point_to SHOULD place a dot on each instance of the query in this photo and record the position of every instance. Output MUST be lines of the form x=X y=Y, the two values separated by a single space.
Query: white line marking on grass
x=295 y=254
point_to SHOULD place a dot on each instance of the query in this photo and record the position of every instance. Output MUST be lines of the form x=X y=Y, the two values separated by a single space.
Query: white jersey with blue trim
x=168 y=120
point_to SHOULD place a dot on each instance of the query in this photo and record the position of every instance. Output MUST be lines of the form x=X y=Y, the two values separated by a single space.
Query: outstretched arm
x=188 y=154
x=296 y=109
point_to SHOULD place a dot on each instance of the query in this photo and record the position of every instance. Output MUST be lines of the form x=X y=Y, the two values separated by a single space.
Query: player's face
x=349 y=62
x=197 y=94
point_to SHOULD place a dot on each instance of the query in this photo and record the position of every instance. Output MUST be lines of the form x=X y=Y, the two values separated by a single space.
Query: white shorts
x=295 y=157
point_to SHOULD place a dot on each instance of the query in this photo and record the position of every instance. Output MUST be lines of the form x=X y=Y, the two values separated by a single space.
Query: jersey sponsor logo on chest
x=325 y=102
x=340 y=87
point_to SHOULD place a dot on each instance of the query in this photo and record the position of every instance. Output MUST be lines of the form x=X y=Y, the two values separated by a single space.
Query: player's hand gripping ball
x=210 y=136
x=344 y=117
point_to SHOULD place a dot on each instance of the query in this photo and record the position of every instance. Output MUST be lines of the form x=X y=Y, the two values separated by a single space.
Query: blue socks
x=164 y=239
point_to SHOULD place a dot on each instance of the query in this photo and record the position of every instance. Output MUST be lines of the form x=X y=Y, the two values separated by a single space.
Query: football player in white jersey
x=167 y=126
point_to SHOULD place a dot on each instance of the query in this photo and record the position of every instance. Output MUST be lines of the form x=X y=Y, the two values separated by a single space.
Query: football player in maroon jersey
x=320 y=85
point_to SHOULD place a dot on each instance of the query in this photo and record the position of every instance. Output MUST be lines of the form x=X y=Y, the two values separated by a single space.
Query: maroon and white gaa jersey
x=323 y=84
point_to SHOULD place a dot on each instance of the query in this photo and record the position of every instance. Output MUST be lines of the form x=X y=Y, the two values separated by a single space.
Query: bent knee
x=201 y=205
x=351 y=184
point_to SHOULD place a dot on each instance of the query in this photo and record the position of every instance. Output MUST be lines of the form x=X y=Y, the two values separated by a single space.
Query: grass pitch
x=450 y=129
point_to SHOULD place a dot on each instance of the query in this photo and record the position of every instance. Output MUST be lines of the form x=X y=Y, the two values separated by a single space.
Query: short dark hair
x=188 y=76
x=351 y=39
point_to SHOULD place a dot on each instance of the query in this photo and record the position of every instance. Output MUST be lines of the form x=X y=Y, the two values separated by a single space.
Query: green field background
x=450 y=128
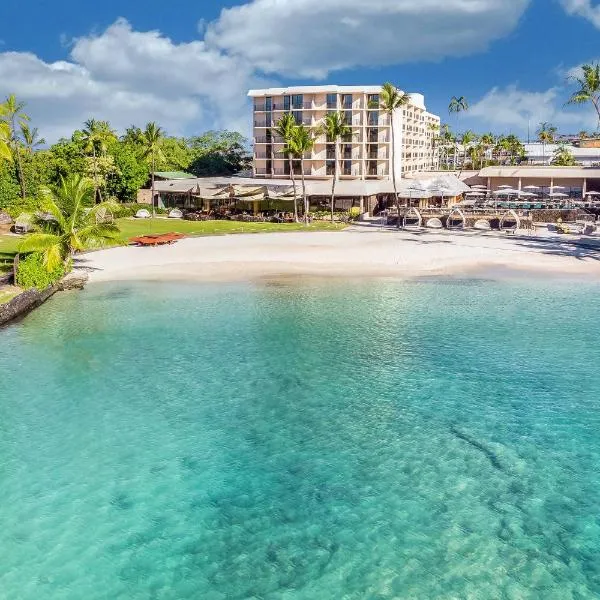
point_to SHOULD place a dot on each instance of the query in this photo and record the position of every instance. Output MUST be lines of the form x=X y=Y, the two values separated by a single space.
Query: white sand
x=356 y=252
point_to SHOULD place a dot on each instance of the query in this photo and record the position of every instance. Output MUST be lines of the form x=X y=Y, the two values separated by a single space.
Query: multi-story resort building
x=365 y=154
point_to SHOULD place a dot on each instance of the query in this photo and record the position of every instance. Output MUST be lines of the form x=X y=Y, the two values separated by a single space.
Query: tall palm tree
x=285 y=130
x=96 y=135
x=30 y=137
x=588 y=81
x=545 y=133
x=5 y=153
x=302 y=142
x=335 y=128
x=151 y=139
x=392 y=99
x=73 y=225
x=11 y=111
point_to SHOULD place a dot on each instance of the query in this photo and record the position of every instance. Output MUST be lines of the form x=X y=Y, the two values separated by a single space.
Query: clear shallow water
x=377 y=440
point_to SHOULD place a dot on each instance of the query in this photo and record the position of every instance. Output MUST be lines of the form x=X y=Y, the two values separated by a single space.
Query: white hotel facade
x=365 y=155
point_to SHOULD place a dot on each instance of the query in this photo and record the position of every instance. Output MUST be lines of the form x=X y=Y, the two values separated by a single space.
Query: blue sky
x=188 y=64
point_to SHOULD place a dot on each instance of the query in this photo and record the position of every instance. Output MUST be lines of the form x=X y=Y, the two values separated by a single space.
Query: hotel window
x=297 y=100
x=373 y=101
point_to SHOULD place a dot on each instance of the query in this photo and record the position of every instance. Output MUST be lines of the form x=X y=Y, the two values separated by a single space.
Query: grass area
x=134 y=227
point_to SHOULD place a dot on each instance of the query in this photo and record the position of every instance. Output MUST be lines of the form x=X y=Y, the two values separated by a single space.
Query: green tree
x=588 y=81
x=546 y=134
x=11 y=111
x=151 y=140
x=302 y=142
x=392 y=99
x=95 y=137
x=285 y=130
x=72 y=226
x=563 y=157
x=335 y=128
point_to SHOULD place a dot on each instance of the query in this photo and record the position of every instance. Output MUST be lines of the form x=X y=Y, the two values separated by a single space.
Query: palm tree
x=546 y=133
x=31 y=138
x=301 y=142
x=5 y=153
x=335 y=128
x=151 y=139
x=392 y=99
x=285 y=130
x=96 y=135
x=73 y=224
x=12 y=111
x=563 y=157
x=588 y=81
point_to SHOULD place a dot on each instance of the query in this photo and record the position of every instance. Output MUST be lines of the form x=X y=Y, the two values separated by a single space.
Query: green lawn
x=134 y=227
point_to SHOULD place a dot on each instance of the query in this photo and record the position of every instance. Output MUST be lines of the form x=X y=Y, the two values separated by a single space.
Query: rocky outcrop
x=26 y=301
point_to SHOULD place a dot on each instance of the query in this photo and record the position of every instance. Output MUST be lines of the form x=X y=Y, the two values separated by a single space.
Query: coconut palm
x=285 y=130
x=545 y=133
x=95 y=136
x=5 y=153
x=335 y=128
x=563 y=157
x=69 y=222
x=392 y=99
x=588 y=81
x=301 y=142
x=151 y=140
x=11 y=111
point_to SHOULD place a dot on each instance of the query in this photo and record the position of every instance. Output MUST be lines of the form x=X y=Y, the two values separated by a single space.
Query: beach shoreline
x=352 y=254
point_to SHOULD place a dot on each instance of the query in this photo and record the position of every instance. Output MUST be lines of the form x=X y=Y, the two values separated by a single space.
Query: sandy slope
x=357 y=252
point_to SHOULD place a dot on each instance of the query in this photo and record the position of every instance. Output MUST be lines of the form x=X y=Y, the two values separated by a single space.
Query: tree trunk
x=294 y=188
x=394 y=172
x=18 y=157
x=334 y=180
x=152 y=176
x=95 y=174
x=305 y=199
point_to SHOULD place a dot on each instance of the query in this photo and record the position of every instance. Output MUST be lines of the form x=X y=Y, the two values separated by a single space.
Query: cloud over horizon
x=129 y=76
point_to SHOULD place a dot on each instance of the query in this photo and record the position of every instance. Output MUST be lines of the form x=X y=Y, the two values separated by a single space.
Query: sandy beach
x=356 y=252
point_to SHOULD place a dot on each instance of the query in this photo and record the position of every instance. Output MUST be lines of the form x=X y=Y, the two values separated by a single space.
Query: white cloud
x=311 y=38
x=512 y=109
x=583 y=8
x=131 y=77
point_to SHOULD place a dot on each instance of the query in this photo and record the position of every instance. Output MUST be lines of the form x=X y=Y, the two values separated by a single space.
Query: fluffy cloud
x=583 y=8
x=127 y=76
x=311 y=38
x=131 y=77
x=512 y=109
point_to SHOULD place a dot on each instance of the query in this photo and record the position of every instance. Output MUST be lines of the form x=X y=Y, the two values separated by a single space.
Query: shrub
x=32 y=273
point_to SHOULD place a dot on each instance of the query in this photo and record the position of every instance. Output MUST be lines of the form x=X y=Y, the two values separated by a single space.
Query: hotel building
x=365 y=154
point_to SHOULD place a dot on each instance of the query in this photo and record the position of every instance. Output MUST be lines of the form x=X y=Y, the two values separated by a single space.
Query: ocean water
x=303 y=441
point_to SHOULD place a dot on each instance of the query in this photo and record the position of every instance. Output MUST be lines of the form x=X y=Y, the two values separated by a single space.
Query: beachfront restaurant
x=213 y=195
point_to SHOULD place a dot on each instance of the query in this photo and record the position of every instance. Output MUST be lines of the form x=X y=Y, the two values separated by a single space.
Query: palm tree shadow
x=568 y=248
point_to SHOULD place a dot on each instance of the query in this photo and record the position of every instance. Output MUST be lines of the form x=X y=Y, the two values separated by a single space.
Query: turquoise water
****************
(WORK TO DO): Copy everything from the start of the items above through the line containing "x=295 y=254", swapping "grass" for "turf" and keeping everything else the same. Give only those lines.

(THE ANSWER):
point_to SHOULD place a dot on each instance of the query in this photo and record the position of every instance. Output MUST be lines of the form x=X y=Y, the two values separated by a single space.
Query: white line marking on turf
x=295 y=254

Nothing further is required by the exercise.